» **练习说明**
将下面全部条目转换成一个 JSON 字符串列表，每一行对应一个字符串，空行不计入。

━━━━━━

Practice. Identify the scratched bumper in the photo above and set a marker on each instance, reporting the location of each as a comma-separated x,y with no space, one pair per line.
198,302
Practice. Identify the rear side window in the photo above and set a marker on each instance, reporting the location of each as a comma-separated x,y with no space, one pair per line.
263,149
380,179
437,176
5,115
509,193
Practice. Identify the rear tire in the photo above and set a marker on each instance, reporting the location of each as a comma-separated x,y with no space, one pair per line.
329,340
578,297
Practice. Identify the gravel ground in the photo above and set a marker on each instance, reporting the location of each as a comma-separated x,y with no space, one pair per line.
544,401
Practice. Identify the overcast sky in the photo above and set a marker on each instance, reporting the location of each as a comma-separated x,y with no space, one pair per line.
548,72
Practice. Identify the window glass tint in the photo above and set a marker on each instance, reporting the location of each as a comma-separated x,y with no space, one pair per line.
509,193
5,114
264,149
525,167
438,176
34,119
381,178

━━━━━━

» **本题答案**
[
  "Practice. Identify the scratched bumper in the photo above and set a marker on each instance, reporting the location of each as a comma-separated x,y with no space, one pair per line.",
  "198,302",
  "Practice. Identify the rear side window in the photo above and set a marker on each instance, reporting the location of each as a comma-separated x,y with no space, one pair per line.",
  "263,149",
  "380,179",
  "437,176",
  "5,115",
  "509,193",
  "Practice. Identify the rear tire in the photo above and set a marker on each instance, reporting the location of each as a comma-separated x,y with no space, one pair per line.",
  "329,340",
  "578,297",
  "Practice. Identify the gravel ground in the photo above and set a marker on each instance, reporting the location of each as a comma-separated x,y with no space, one pair per line.",
  "544,401",
  "Practice. Identify the overcast sky in the photo above and set a marker on each instance, reporting the location of each as a comma-separated x,y with no space, one pair per line.",
  "548,72",
  "Practice. Identify the window glass tint in the photo above and set a marker on each instance, reporting the location of each as a comma-separated x,y with no space, one pair per line.",
  "509,193",
  "5,114",
  "264,149",
  "525,167",
  "438,176",
  "34,119",
  "381,178"
]